- _EXTRAIT DU DOCUMENT_
/---
Brigitte GIRARDIN : La Nouvelle-Calédonie, comme toutes les autres collectivités d'outre-mer autre que les DOM, bénéficie d'un régime spécifique d'association à l'Union européenne. Celui-ci est défini par la " Décision d'Association des Pays et Territoires d'outre-mer à la Communauté européenne " du 27 novembre 2001, entrée en vigueur le 2 décembre 2001, pour une période de dix ans.
Les Pays et Territoires d'outre-mer ne font pas partie du territoire douanier de la Communauté. Ils ne contribuent ni aux recettes, ni aux dépenses du budget communautaire. Ils bénéficient, en revanche, du Fonds Européen de Développement (FED) et d'aides spécifiques de la Banque Européenne d'Investissements (prêts à taux préférentiels).
Je rappelle que les montants consacrés au titre du 9ème FED (mars 2000-mars 2005) au bénéfice du budget de la Nouvelle-Calédonie avoisinent les 14 millions d'euros.
Mais l'association ne signifie pas seulement des concours financiers. Elle offre aussi le droit à la Nouvelle-Calédonie de bénéficier pour ses produits du libre accès au marché communautaire, en exemption de droit à l'importation.
Les Nouvelles Calédoniennes : Quel rôle en faveur du territoire pourraient jouer d'éventuels élus calédoniens au Parlement européen ?
Brigitte GIRARDIN : Les spécificités des collectivités ultramarines, qu'elles soient des régions ultrapériphériques de l'Europe, c'est-à-dire nos DOM, ou des PTOM, comme la Nouvelle-Calédonie, doivent être expliquées sans relâche et défendues à Strasbourg.
\---
- _TÂCHES À FAIRE_
a. Dans l'entretien sur la Nouvelle-Calédonie et l'Union européenne, à quelle date la décision d'association est-elle entrée en vigueur ?
b. Prolongez l'entretien sur la Nouvelle-Calédonie et l'Union européenne à partir de sa dernière phrase.

- _LISTE DES DONNÉES_
/---
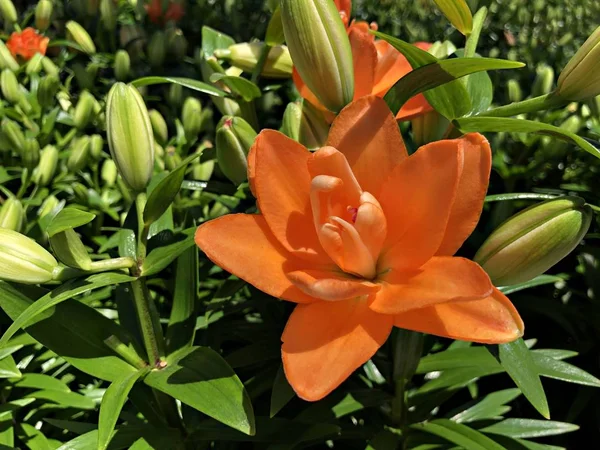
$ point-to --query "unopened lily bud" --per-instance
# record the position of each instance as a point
(159, 127)
(130, 136)
(47, 166)
(320, 48)
(80, 151)
(191, 117)
(23, 260)
(122, 65)
(12, 214)
(532, 241)
(580, 79)
(84, 110)
(234, 138)
(81, 37)
(246, 55)
(43, 14)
\---
- _RÉPONSES RÉDIGÉES_
a. Le 2 décembre 2001.

b.
Le Parlement européen dispose désormais de pouvoirs de codécision sur de nombreux sujets. L'année 2004 sera marquée par d'importants changements dans le fonctionnement de l'Union européenne. Les prochaines élections européennes conduiront à Strasbourg, dans un Parlement élargi aux dix nouveaux Etats membres, des députés qui, par la force des choses, sont moins au fait des réalités et des contraintes de l'outre-mer. Le mois d'octobre verra l'installation également d'une nouvelle Commission élargie, aux méthodes et au format sensiblement modifiés.
La présence effective au siège du Parlement de Strasbourg d'élus d'outre-mer, et leur vigilance, sont irremplaçables pour peser le plus efficacement et le plus en amont possible sur les décisions prises par l'Union européenne. A titre d'exemple récent, je signalerai l'intervention décisive de Margie SUDRE, qui a su galvaniser l'attention et obtenir le vote en procédure d'urgence de ses collègues pour soutenir la proposition du gouvernement français visant à reconduire, en l'améliorant, le dispositif de l'octroi de mer. L'avis conforme du Parlement européen n'aurait pas été acquis d'avance sans la force de conviction et d'entraînement de nos élus d'outre-mer dans cette institution.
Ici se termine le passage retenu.